*YOUR GOAL*:
Count up the lines holding "facade" in the material, then reply with only the number.

*STORED DATA*:

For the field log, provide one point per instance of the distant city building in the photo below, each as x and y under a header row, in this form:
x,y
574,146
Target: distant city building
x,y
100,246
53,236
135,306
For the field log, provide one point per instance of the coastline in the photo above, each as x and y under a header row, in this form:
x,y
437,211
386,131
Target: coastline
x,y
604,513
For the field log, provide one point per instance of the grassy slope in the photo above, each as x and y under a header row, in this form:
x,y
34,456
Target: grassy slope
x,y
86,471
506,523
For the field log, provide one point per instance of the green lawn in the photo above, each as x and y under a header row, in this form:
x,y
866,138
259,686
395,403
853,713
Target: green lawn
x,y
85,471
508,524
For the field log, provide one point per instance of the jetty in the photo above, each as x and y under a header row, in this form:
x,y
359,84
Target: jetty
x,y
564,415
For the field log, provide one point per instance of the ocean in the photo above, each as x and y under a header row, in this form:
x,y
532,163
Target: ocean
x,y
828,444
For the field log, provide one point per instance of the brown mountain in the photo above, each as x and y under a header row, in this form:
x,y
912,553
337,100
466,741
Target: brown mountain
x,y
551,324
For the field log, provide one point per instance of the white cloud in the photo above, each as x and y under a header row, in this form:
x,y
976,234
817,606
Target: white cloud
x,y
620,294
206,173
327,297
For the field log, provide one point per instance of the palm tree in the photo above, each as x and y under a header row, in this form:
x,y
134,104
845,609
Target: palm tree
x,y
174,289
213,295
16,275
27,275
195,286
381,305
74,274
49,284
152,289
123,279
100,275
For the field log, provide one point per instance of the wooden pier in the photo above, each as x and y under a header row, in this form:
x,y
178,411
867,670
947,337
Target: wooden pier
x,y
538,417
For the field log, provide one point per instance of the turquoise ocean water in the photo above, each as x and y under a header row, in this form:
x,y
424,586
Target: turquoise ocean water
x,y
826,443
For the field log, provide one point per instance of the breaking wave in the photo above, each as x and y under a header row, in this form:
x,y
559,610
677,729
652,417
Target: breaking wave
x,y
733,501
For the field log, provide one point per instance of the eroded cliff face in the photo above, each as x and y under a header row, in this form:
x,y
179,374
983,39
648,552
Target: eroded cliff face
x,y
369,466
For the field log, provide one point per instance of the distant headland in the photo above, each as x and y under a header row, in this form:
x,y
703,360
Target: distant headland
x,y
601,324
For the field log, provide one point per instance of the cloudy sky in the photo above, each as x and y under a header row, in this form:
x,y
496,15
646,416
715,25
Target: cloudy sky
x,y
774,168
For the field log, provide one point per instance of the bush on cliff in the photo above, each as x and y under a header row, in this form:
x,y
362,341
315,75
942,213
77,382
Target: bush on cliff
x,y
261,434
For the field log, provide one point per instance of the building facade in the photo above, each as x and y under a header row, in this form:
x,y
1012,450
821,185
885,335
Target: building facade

*OUTPUT BELOW*:
2